> [Directions] For the data below, please report each line where the word "decal" is found.

> [Exercise materials]
■ ■ ■ ■
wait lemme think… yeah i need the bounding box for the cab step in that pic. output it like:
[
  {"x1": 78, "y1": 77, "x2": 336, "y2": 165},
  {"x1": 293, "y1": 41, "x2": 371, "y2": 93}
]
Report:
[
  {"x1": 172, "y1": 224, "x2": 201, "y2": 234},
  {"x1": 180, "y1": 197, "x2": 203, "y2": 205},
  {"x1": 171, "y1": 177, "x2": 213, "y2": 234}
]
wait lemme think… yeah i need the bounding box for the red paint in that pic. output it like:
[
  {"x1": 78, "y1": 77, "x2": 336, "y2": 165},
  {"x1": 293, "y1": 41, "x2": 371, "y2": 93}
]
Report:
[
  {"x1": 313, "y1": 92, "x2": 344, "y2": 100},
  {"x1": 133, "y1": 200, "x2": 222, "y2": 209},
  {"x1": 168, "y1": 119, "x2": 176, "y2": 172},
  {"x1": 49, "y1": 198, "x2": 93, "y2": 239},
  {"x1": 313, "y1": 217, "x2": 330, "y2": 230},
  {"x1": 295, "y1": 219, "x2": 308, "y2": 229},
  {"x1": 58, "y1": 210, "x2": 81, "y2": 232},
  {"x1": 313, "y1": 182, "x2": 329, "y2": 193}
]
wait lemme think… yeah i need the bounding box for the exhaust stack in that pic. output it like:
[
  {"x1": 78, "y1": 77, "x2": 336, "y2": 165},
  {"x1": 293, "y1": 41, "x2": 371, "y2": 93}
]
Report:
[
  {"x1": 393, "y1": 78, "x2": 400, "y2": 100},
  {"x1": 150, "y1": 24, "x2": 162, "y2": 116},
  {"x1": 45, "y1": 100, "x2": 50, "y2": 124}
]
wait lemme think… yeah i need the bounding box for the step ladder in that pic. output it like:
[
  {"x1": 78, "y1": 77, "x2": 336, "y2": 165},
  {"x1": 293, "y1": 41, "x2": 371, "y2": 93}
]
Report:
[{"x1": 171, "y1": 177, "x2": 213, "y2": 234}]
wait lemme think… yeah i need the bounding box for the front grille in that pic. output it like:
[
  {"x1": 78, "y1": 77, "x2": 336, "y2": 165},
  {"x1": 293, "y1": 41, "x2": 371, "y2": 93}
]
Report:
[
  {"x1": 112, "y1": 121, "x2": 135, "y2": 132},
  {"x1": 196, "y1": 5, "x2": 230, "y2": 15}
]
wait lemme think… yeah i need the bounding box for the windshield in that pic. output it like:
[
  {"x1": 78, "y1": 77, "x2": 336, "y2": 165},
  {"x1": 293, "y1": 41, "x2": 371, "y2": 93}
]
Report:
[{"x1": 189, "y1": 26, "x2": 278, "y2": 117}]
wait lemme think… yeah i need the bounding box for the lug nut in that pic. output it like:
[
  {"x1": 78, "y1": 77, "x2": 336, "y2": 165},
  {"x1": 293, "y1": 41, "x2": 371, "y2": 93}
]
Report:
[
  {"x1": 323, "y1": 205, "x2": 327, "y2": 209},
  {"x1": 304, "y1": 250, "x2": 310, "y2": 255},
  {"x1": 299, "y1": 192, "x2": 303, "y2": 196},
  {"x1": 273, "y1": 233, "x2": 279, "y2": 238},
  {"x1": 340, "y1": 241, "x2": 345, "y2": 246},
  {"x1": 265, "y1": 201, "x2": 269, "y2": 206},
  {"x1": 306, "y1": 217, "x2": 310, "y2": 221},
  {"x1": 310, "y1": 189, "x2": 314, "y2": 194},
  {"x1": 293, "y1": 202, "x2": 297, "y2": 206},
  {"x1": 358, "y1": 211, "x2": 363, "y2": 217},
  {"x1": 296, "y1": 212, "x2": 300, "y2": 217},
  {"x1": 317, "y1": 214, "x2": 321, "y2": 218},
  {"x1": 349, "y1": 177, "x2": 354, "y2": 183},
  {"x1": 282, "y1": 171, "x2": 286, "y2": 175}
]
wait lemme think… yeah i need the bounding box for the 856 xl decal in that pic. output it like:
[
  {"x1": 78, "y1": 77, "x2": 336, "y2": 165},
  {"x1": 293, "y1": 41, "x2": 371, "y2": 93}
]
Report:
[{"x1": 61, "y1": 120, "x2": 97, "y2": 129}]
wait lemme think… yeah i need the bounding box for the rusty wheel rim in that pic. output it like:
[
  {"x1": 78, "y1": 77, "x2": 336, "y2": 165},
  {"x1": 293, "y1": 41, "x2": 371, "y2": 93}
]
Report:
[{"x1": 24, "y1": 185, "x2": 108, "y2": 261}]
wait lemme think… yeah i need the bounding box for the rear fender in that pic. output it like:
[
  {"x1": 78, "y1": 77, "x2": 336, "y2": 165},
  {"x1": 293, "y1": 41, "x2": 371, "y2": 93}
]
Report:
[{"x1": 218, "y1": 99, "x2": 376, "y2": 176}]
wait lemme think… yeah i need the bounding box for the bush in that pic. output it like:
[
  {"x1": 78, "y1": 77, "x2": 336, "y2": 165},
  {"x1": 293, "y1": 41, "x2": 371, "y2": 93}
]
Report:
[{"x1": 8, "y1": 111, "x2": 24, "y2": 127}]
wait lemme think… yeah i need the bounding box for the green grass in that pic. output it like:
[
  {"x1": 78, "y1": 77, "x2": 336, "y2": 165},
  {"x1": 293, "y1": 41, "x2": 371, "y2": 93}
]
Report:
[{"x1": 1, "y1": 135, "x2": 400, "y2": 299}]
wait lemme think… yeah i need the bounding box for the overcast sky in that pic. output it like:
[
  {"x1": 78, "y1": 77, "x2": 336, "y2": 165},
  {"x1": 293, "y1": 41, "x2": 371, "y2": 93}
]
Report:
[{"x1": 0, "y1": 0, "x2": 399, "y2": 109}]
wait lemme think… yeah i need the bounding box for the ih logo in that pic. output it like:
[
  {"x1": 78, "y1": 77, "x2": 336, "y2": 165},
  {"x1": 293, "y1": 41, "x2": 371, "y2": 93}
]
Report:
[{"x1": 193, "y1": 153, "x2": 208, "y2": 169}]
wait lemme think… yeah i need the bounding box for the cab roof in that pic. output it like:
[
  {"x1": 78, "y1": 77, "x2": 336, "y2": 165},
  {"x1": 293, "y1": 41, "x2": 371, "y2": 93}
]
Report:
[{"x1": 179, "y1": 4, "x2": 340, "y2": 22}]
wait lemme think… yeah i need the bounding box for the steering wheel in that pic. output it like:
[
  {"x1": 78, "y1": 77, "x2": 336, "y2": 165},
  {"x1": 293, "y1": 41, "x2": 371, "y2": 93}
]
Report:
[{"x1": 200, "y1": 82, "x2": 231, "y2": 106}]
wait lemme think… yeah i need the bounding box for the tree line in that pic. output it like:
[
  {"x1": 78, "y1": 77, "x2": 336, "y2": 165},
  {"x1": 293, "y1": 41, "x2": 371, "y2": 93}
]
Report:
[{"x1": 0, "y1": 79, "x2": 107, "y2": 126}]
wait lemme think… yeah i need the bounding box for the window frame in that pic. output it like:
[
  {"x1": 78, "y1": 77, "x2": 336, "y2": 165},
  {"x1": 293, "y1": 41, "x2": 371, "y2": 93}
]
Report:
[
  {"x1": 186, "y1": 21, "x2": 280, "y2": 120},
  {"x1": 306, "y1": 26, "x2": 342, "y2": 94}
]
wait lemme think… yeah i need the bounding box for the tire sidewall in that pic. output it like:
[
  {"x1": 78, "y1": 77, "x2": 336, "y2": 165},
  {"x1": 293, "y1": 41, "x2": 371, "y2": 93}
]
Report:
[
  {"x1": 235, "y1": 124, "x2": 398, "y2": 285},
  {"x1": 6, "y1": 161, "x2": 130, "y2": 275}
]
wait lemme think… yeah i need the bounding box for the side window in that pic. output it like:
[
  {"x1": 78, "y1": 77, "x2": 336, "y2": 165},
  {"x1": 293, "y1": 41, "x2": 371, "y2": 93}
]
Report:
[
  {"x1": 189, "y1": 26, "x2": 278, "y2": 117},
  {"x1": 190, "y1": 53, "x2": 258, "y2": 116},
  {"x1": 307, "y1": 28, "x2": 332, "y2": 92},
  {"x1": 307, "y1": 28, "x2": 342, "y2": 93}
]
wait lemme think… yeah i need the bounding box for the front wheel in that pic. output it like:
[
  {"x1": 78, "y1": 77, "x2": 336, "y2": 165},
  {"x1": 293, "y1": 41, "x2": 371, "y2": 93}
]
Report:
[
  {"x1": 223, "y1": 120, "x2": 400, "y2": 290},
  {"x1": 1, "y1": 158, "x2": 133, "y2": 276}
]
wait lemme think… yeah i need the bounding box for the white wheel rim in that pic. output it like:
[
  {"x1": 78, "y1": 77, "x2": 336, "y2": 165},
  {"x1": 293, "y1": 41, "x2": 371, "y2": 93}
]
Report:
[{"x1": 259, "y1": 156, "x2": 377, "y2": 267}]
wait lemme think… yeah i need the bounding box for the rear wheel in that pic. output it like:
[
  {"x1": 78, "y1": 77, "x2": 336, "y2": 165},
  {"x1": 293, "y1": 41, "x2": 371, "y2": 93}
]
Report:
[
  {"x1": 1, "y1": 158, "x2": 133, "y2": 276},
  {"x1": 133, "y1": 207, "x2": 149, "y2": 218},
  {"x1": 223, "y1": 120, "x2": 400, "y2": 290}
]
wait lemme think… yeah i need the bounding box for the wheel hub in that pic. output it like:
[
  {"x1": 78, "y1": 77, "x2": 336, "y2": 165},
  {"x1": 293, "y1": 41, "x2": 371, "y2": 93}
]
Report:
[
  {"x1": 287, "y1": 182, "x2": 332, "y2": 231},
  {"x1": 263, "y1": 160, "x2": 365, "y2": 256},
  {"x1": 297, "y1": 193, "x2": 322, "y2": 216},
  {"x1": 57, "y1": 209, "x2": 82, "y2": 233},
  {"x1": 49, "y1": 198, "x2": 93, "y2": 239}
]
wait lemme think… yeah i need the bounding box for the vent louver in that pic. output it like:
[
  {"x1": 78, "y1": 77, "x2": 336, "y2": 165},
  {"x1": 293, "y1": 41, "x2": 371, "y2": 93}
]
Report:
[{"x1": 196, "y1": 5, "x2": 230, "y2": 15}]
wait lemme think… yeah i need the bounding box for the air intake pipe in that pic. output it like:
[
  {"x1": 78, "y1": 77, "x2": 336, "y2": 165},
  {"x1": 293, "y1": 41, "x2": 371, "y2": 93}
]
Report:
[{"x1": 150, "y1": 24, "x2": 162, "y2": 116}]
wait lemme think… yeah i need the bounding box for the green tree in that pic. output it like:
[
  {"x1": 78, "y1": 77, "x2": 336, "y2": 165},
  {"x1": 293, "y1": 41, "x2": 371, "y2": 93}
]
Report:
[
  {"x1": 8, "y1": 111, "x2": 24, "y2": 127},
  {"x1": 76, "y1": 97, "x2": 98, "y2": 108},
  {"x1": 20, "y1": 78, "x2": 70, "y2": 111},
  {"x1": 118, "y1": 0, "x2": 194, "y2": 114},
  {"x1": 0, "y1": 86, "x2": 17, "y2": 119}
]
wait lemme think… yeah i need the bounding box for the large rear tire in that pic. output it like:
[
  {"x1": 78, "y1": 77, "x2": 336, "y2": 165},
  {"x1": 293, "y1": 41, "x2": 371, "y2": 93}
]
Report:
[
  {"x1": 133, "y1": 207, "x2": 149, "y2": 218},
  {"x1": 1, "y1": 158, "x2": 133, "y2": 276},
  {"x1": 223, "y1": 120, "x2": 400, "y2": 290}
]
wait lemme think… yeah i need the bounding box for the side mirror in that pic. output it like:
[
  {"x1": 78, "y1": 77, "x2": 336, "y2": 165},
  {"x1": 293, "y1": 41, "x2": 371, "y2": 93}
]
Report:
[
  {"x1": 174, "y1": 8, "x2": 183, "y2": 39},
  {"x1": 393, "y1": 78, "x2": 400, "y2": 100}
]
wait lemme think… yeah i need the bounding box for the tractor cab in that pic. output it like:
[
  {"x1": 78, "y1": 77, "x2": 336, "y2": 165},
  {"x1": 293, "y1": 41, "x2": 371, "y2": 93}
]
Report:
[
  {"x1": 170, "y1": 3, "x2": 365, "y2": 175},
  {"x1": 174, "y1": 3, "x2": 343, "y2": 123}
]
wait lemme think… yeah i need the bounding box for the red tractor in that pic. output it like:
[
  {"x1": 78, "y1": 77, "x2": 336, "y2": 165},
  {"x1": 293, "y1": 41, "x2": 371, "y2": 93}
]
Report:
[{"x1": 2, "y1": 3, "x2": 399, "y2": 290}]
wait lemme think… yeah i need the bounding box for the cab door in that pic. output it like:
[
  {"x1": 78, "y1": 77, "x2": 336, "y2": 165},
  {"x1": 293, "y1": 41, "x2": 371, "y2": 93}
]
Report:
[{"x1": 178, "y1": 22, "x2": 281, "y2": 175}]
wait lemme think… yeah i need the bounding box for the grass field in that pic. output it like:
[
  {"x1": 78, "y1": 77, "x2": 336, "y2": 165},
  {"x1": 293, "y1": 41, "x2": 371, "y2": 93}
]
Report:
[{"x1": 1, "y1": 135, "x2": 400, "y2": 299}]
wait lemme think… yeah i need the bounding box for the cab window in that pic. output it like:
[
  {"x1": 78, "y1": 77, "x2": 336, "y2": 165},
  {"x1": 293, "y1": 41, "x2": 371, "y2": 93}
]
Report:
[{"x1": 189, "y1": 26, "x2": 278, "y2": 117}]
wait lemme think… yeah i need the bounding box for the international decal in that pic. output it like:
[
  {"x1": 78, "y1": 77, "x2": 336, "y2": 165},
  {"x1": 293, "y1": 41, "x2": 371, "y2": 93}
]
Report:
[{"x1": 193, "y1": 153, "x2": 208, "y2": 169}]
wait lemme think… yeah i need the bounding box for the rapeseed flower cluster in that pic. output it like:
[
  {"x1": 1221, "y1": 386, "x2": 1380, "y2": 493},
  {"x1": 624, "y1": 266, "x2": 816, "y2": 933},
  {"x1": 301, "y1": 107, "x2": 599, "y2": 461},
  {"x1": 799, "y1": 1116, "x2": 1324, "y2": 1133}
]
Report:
■ ■ ■ ■
> [Task result]
wait lemme think… yeah i need the bounding box for the 856 xl decal in that pic. output it like:
wait lemme think… yeah i need the bounding box for the international decal in that pic. output it like:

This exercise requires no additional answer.